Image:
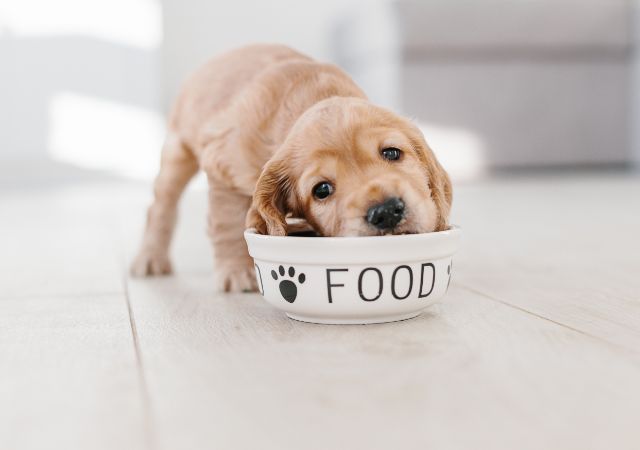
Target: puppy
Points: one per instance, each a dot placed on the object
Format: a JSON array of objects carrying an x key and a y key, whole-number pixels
[{"x": 280, "y": 135}]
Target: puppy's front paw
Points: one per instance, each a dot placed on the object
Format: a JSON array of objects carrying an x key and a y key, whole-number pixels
[
  {"x": 150, "y": 263},
  {"x": 237, "y": 279}
]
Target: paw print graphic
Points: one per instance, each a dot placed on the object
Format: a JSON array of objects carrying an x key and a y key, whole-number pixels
[{"x": 288, "y": 288}]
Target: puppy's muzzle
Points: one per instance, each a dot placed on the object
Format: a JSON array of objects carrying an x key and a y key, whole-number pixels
[{"x": 387, "y": 215}]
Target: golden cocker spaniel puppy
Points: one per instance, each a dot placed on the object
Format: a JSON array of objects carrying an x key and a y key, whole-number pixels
[{"x": 281, "y": 135}]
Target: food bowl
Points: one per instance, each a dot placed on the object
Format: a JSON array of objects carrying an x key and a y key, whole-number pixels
[{"x": 353, "y": 280}]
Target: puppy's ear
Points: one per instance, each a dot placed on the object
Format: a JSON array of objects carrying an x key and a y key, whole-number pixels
[
  {"x": 439, "y": 181},
  {"x": 441, "y": 192},
  {"x": 271, "y": 200}
]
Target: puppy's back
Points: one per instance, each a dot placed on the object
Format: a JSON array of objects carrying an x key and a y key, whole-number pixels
[{"x": 211, "y": 88}]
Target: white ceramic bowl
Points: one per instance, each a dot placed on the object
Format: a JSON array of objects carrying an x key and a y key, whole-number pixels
[{"x": 353, "y": 280}]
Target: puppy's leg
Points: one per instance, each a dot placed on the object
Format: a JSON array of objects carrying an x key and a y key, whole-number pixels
[
  {"x": 177, "y": 167},
  {"x": 233, "y": 265}
]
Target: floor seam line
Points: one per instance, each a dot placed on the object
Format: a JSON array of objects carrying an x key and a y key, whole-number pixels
[
  {"x": 521, "y": 309},
  {"x": 142, "y": 379}
]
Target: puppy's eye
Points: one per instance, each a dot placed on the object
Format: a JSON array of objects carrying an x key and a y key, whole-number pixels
[
  {"x": 391, "y": 153},
  {"x": 322, "y": 190}
]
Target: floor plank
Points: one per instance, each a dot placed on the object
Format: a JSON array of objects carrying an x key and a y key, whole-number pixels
[
  {"x": 567, "y": 250},
  {"x": 68, "y": 375},
  {"x": 231, "y": 372}
]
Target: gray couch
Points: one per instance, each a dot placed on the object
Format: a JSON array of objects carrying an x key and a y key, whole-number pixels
[{"x": 537, "y": 83}]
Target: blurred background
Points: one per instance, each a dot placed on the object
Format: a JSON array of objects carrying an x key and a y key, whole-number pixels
[{"x": 495, "y": 84}]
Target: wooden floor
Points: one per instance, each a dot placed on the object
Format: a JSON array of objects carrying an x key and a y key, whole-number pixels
[{"x": 537, "y": 345}]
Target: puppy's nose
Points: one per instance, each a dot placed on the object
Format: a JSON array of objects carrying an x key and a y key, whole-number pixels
[{"x": 386, "y": 215}]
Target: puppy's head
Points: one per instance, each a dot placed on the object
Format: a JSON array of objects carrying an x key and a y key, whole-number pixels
[{"x": 352, "y": 169}]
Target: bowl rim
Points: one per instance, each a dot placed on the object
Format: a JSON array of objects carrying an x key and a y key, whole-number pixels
[{"x": 353, "y": 249}]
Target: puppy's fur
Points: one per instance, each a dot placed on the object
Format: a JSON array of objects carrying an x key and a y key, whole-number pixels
[{"x": 267, "y": 124}]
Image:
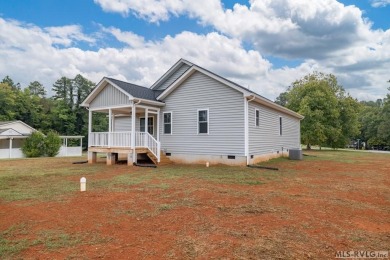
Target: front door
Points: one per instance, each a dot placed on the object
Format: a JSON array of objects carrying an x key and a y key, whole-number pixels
[{"x": 150, "y": 125}]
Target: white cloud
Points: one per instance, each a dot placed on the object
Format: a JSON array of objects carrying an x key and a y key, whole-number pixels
[
  {"x": 380, "y": 3},
  {"x": 30, "y": 53},
  {"x": 333, "y": 37},
  {"x": 66, "y": 35},
  {"x": 129, "y": 38}
]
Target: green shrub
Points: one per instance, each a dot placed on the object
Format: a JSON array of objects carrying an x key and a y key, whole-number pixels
[
  {"x": 34, "y": 145},
  {"x": 52, "y": 144}
]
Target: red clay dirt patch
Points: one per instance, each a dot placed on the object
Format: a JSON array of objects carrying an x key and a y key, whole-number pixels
[{"x": 310, "y": 209}]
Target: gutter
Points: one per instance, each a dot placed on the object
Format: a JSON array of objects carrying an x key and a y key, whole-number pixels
[{"x": 246, "y": 128}]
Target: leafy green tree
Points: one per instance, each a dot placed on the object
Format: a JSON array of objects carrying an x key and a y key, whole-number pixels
[
  {"x": 52, "y": 143},
  {"x": 7, "y": 80},
  {"x": 36, "y": 88},
  {"x": 330, "y": 115},
  {"x": 82, "y": 87},
  {"x": 34, "y": 145}
]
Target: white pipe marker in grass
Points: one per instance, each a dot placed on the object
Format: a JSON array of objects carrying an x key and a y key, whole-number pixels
[{"x": 83, "y": 184}]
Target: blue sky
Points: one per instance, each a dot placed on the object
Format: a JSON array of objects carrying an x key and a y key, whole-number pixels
[{"x": 261, "y": 44}]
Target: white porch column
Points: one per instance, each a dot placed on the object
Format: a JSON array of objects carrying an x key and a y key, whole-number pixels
[
  {"x": 158, "y": 125},
  {"x": 146, "y": 127},
  {"x": 81, "y": 146},
  {"x": 89, "y": 121},
  {"x": 89, "y": 127},
  {"x": 158, "y": 136},
  {"x": 113, "y": 123},
  {"x": 109, "y": 126},
  {"x": 133, "y": 115},
  {"x": 66, "y": 146},
  {"x": 10, "y": 147}
]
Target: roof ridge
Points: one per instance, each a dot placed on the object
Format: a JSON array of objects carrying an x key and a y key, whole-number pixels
[{"x": 135, "y": 85}]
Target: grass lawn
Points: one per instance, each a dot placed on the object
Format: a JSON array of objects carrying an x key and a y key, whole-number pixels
[{"x": 330, "y": 201}]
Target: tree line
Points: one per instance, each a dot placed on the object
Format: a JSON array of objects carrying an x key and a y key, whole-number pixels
[
  {"x": 61, "y": 112},
  {"x": 333, "y": 118}
]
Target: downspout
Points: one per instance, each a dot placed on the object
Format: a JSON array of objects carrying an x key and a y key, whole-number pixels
[
  {"x": 246, "y": 109},
  {"x": 133, "y": 117}
]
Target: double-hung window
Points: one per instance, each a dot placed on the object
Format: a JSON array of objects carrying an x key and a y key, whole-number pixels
[
  {"x": 280, "y": 125},
  {"x": 150, "y": 125},
  {"x": 203, "y": 121},
  {"x": 167, "y": 122},
  {"x": 257, "y": 117}
]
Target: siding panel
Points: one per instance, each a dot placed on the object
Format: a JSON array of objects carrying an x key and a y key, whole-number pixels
[
  {"x": 174, "y": 77},
  {"x": 265, "y": 138},
  {"x": 226, "y": 118},
  {"x": 110, "y": 96}
]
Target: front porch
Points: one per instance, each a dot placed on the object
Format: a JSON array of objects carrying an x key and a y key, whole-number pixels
[{"x": 132, "y": 130}]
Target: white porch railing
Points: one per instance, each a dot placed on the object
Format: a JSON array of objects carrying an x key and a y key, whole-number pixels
[{"x": 123, "y": 140}]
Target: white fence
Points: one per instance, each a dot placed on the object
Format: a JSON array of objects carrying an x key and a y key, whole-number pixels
[{"x": 64, "y": 151}]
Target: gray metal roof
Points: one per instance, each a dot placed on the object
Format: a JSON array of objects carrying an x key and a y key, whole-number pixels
[
  {"x": 150, "y": 94},
  {"x": 7, "y": 122},
  {"x": 135, "y": 90}
]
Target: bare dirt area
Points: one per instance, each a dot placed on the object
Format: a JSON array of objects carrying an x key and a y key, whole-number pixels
[{"x": 308, "y": 209}]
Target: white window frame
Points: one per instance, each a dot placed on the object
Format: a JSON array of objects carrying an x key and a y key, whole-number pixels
[
  {"x": 257, "y": 119},
  {"x": 140, "y": 125},
  {"x": 280, "y": 126},
  {"x": 208, "y": 121},
  {"x": 168, "y": 112}
]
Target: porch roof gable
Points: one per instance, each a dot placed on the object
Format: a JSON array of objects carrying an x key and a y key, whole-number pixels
[{"x": 132, "y": 91}]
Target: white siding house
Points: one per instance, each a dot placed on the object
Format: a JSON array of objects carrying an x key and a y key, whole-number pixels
[
  {"x": 13, "y": 134},
  {"x": 195, "y": 116}
]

→ **Exercise requirements**: Update the items from the line containing "Target: white siding house" through the end of the items, replacing "whole-number pixels" with "integer pixel values" and leaving all other text unchanged.

→ **Result of the exercise**:
Target: white siding house
Points: one per instance, each a dot placed on the object
Format: a JSON array of objects carrying an x key and a y key, integer pixel values
[
  {"x": 13, "y": 134},
  {"x": 195, "y": 116}
]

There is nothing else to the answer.